World Bulletin, 15 March 2015

turkestan-uighurWorld Bulletin  Chinese police shot dead two Uighur women during a raid on the outskirts of Guangzhou just hours before a knife attack at the southern city’s main rail station, local media reported on Sunday.

The March 5 operation saw police arrest more than a dozen Uighur men when officers swooped on Xiniujiao village, near the capital of Guangdong province, witnesses told the Hong Kong-based Sunday Morning Post.

Hours later, 13 people were injured when three knife-wielding men attacked people at random at Guangzhou rail station. One suspect was shot dead and another arrested.

Police have not publicly discussed the ethnicity of the attackers or linked the raid with the knife attacks but locals told the Post the two were connected.

A property agent told the newspaper: “Right after the arrest, you see the railway station attack the very next morning. Of course they are related.”

The Chinese authorities have blamed previous knife attacks in public places on Uighur separatists, such as the March 2014 attacks at Kunming train station in Yunnan province that left 31 people dead and 141 wounded.

The Post reported a leaked police document circulating online as saying: “Two knife-holding women resisted arrest and were shot by police. One was killed on site with the other one pronounced dead after being treated by hospital. No police were hurt.”

Describing the rail station attack, the report said two suspects who appeared to be Uighur attacked civilians on the morning of March 6. One was shot dead and the other was arrested. It confirmed a third man was at large.

▸ **Requirement**: Print the full news report on the Guangzhou raid and rail station attack word for word. You won't need the records for this.

▸ **Input data**:

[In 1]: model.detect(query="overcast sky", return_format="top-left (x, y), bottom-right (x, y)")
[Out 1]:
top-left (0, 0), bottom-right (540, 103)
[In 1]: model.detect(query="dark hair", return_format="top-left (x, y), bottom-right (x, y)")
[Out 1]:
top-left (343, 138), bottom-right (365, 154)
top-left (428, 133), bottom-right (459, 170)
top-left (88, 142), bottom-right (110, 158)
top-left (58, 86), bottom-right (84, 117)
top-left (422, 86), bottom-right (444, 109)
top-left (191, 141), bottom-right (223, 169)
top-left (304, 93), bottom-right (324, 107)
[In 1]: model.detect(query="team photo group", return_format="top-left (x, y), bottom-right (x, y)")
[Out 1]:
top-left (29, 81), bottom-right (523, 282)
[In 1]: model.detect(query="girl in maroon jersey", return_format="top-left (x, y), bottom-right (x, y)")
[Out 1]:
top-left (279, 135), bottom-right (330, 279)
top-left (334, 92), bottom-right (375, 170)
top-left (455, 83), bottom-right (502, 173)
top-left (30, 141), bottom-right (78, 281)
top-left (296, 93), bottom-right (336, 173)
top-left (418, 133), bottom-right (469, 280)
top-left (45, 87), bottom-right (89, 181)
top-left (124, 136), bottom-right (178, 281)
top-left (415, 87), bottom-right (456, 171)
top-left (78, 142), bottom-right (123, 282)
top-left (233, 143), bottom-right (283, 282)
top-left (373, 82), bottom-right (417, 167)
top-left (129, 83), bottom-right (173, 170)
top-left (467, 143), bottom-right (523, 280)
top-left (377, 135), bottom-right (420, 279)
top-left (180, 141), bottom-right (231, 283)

▸ **Solution to the problem**:
World Bulletin, 15 March 2015

turkestan-uighurWorld Bulletin  Chinese police shot dead two Uighur women during a raid on the outskirts of Guangzhou just hours before a knife attack at the southern city’s main rail station, local media reported on Sunday.

The March 5 operation saw police arrest more than a dozen Uighur men when officers swooped on Xiniujiao village, near the capital of Guangdong province, witnesses told the Hong Kong-based Sunday Morning Post.

Hours later, 13 people were injured when three knife-wielding men attacked people at random at Guangzhou rail station. One suspect was shot dead and another arrested.

Police have not publicly discussed the ethnicity of the attackers or linked the raid with the knife attacks but locals told the Post the two were connected.

A property agent told the newspaper: “Right after the arrest, you see the railway station attack the very next morning. Of course they are related.”

The Chinese authorities have blamed previous knife attacks in public places on Uighur separatists, such as the March 2014 attacks at Kunming train station in Yunnan province that left 31 people dead and 141 wounded.

The Post reported a leaked police document circulating online as saying: “Two knife-holding women resisted arrest and were shot by police. One was killed on site with the other one pronounced dead after being treated by hospital. No police were hurt.”

Describing the rail station attack, the report said two suspects who appeared to be Uighur attacked civilians on the morning of March 6. One was shot dead and the other was arrested. It confirmed a third man was at large.